Skip the pictures. Set down, word for word, the lines from the start of the material up to and including the line with "M413 361L500 317L494".

- Opening Delimiter -

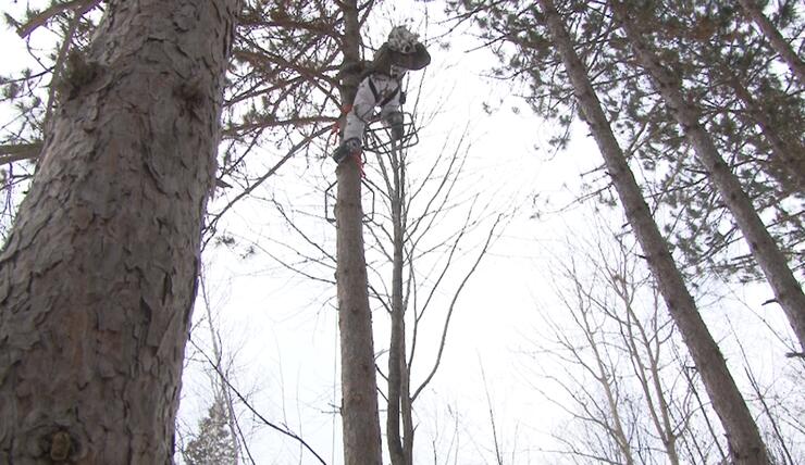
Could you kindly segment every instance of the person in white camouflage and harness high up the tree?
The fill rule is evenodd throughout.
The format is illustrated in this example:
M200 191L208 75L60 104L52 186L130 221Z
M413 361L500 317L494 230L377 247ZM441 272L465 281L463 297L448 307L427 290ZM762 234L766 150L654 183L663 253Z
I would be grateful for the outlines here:
M405 26L397 26L388 34L388 40L381 46L374 59L363 72L358 85L352 106L347 113L347 124L340 144L333 151L333 160L340 163L348 155L357 153L363 146L363 129L380 106L381 117L388 125L392 138L405 137L403 112L405 96L400 88L403 77L409 71L422 70L431 63L425 46L419 36Z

- Closing Delimiter -

◆ OUTPUT
Could you kindly segment every instance of the person in white camouflage and harness high up the tree?
The fill rule is evenodd throughout.
The format is illustrated in this example:
M200 191L208 75L60 104L52 186L130 221Z
M413 361L500 317L494 230L377 247ZM441 272L465 281L463 297L448 307L427 290ZM762 234L766 150L654 183L663 253Z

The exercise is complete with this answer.